PROBLEM TO WORK ON ▸ Please give back, word for word, only the lines starting at the one containing "[[415, 455], [656, 344]]" and ending at the one containing "[[399, 467], [259, 300], [16, 55], [608, 5]]" within the material below.

____

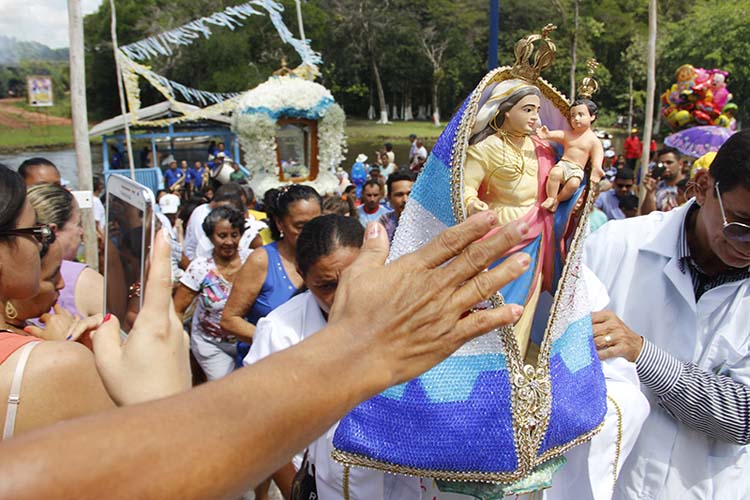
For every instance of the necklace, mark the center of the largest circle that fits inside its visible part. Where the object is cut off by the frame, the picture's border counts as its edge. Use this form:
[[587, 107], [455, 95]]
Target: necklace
[[513, 157]]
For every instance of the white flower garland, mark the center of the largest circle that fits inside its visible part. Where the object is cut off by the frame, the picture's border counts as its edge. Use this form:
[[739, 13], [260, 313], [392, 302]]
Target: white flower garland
[[256, 134], [254, 122]]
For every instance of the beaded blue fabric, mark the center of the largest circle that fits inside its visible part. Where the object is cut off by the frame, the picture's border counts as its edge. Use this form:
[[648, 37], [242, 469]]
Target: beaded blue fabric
[[471, 417]]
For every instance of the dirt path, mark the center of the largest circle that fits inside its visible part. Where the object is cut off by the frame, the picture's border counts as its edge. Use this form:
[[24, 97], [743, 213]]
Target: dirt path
[[11, 116]]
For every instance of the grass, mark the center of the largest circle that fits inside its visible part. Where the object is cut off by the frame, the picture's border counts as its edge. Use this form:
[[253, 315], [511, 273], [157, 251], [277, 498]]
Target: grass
[[52, 136], [60, 108]]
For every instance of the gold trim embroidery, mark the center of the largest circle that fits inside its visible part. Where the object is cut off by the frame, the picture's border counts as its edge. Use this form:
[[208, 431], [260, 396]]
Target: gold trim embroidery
[[531, 393]]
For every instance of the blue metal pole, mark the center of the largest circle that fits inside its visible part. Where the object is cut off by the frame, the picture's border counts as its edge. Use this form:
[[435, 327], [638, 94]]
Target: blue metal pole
[[494, 33]]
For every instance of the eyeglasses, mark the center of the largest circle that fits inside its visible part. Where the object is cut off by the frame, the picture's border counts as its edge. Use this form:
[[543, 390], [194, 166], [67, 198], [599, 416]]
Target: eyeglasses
[[43, 233], [732, 230]]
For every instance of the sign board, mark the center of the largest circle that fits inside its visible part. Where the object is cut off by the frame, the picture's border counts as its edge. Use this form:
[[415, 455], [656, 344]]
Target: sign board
[[39, 90]]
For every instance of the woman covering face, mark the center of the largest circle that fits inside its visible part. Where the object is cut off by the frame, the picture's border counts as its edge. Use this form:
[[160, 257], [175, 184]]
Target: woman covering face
[[326, 246]]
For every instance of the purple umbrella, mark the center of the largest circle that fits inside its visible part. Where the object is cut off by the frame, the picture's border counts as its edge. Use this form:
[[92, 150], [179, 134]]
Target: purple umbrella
[[697, 141]]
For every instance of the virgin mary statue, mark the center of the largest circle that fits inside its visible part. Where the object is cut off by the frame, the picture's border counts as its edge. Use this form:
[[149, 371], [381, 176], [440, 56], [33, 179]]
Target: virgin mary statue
[[506, 406]]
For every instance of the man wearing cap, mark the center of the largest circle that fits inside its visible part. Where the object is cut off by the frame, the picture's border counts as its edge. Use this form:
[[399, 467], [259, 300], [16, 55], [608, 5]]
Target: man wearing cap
[[679, 287], [632, 149], [196, 176], [609, 201], [169, 204]]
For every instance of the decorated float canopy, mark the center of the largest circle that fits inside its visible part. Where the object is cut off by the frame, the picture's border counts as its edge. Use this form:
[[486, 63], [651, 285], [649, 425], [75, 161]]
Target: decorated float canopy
[[291, 131]]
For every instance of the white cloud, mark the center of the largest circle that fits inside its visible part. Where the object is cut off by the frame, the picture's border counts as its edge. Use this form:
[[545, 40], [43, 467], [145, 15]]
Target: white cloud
[[44, 21]]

____

ANSWER AREA ▸
[[415, 455], [656, 344]]
Target: sign board
[[39, 90]]
For every instance of the woman covering face, mark the center of the largest circle that fits inside its visible part. Where the object is cut off by the frame, the picture's border counts as its edge. Use this form:
[[160, 257], [175, 184]]
Target: woman covering face
[[326, 246]]
For every instance of the purple umbrella, mark the center of the largest circle that fits inside its visible part. Where the object is cut off by the frame, the picture's border counts as its edge. Use this form:
[[92, 150], [179, 134]]
Target: purple umbrella
[[697, 141]]
For every instance of the virgin mary statue, mark the center of the largest circle that fits inside its visible part. Where the object is cut off by the frame, the picture's border counts as its edge. Use this form:
[[149, 371], [381, 176], [440, 56], [33, 179]]
Target: virgin mary statue
[[506, 406]]
For every instance of the man wearing cap, mark the center of the largest circle that fits inside its visible part. Where the object is cut off by the frame, the picture's border counts as its edge. Use this form:
[[399, 467], [259, 300], [16, 55], [608, 5]]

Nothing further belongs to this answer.